* WHAT THIS TASK INVOLVES
The answer must be one number: how many lines in the data below include the string "Input".

Extracted data entries
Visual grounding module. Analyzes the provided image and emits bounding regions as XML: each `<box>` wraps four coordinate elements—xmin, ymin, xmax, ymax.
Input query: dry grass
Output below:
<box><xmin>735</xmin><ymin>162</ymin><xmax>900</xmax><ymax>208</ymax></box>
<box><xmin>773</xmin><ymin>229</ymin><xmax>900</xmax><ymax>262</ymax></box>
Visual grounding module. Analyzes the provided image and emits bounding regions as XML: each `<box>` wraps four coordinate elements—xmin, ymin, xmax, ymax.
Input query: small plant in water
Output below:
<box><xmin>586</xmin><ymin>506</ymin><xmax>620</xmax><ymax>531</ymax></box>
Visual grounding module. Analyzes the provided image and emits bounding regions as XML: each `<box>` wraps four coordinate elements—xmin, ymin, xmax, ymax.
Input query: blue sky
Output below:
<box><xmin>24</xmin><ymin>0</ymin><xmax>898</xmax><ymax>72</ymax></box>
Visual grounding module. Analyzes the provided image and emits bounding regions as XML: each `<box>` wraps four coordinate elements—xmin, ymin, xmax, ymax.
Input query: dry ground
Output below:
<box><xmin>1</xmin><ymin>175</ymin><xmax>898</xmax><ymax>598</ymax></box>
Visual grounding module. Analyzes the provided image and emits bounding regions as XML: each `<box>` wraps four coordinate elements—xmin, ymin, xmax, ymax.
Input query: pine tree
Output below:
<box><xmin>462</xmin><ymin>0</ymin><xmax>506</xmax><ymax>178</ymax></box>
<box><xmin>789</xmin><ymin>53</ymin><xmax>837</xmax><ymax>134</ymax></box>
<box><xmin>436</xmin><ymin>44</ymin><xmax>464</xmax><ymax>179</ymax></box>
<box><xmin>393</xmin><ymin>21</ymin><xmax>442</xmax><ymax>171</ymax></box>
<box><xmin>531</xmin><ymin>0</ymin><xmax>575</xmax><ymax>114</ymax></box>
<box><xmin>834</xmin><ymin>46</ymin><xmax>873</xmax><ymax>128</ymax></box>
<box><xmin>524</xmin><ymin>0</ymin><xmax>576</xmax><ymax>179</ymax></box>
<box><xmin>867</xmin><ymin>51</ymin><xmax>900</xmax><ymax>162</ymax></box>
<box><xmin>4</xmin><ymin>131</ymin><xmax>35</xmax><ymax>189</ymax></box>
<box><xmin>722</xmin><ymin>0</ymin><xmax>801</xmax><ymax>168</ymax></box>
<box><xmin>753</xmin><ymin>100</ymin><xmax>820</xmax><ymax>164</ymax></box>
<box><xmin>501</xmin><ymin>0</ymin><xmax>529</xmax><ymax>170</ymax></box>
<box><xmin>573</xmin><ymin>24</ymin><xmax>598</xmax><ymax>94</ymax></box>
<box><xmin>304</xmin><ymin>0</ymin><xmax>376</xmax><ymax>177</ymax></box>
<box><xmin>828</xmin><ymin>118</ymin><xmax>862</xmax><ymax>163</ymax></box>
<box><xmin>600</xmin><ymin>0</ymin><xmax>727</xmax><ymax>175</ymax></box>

* WRITTEN RESPONSE
5